• [TASK DETAILS] From the material below, copy each line that holds the word "purple".

• [PROVIDED MATERIAL]
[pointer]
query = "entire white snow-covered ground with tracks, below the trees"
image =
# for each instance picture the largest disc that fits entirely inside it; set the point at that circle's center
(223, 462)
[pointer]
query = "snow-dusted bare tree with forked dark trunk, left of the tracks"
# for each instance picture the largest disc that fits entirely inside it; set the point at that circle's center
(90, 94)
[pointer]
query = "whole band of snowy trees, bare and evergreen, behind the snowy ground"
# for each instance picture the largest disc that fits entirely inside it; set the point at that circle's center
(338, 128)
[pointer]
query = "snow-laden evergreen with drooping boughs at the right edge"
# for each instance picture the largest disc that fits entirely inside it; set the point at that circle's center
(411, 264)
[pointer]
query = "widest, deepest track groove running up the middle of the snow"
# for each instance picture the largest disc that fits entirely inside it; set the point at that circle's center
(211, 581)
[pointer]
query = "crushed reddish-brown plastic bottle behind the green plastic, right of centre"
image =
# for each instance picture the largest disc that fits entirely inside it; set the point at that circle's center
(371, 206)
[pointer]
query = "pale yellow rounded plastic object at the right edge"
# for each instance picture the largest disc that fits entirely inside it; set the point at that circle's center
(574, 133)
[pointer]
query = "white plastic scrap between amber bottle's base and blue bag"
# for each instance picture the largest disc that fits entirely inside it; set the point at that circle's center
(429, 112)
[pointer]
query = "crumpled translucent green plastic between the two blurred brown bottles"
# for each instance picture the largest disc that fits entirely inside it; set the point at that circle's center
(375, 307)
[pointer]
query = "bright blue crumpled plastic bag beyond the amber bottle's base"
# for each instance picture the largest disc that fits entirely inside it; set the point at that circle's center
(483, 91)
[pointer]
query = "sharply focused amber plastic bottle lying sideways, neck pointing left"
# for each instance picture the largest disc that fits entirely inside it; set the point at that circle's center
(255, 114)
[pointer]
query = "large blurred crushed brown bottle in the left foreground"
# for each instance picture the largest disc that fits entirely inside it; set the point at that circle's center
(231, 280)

---

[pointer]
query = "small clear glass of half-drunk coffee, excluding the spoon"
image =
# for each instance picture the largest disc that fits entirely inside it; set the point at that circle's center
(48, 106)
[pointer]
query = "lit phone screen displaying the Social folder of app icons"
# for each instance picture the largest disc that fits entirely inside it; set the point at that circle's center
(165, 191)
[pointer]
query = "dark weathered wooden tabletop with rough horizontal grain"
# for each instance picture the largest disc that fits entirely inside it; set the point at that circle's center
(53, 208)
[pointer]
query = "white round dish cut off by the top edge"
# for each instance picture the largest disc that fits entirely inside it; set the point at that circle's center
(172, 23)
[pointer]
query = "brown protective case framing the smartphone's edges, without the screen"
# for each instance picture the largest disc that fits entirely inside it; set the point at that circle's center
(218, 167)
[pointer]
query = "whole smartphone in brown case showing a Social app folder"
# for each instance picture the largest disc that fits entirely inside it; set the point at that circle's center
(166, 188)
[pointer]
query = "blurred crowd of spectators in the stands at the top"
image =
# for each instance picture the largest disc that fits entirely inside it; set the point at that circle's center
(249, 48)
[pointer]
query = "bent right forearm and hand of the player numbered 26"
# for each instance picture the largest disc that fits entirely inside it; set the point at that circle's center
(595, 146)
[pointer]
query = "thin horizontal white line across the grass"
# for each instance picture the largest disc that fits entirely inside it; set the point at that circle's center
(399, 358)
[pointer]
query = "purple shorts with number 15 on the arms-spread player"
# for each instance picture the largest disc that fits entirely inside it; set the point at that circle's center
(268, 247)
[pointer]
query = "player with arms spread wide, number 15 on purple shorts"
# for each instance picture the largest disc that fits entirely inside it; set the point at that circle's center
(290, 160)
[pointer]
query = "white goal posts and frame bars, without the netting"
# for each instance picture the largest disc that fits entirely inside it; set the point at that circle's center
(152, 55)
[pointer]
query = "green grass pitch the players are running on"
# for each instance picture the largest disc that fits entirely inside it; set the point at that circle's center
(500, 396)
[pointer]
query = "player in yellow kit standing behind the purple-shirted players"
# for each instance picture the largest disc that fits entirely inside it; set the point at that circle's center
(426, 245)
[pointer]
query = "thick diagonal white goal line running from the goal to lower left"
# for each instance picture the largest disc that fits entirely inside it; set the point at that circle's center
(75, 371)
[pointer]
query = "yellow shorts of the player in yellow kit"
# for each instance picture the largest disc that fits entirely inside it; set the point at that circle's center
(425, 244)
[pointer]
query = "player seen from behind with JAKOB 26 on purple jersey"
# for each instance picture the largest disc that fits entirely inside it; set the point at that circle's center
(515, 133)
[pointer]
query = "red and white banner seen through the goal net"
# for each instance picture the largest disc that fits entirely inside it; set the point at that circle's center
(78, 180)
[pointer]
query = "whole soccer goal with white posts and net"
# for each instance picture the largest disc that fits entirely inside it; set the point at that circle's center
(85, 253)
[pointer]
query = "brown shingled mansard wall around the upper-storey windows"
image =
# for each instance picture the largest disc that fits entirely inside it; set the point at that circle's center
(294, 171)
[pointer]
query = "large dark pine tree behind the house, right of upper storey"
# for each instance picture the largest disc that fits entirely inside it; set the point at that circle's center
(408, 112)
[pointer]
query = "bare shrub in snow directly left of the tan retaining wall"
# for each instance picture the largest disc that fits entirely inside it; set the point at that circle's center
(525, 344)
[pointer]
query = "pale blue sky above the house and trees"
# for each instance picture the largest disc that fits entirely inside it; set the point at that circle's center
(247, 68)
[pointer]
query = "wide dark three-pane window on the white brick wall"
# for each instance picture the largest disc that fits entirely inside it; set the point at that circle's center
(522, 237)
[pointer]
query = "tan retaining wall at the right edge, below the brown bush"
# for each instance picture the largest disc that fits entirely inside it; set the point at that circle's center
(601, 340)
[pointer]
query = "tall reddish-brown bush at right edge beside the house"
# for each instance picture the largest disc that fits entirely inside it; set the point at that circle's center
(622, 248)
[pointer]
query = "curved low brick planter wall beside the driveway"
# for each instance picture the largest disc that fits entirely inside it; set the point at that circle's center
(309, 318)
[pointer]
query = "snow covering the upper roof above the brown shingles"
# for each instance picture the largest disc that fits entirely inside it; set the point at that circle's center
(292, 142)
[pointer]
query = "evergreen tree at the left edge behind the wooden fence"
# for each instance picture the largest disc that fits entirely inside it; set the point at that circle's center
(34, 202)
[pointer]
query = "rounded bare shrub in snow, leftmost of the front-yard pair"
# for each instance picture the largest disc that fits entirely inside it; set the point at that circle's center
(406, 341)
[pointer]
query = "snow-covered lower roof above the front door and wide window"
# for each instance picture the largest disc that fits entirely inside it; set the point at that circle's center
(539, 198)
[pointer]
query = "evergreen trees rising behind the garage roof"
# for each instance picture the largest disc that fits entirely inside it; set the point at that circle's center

• [WRITTEN RESPONSE]
query = "purple shorts with number 15 on the arms-spread player"
query = "player with arms spread wide, number 15 on purple shorts"
query = "player in yellow kit standing behind the purple-shirted players"
query = "player seen from behind with JAKOB 26 on purple jersey"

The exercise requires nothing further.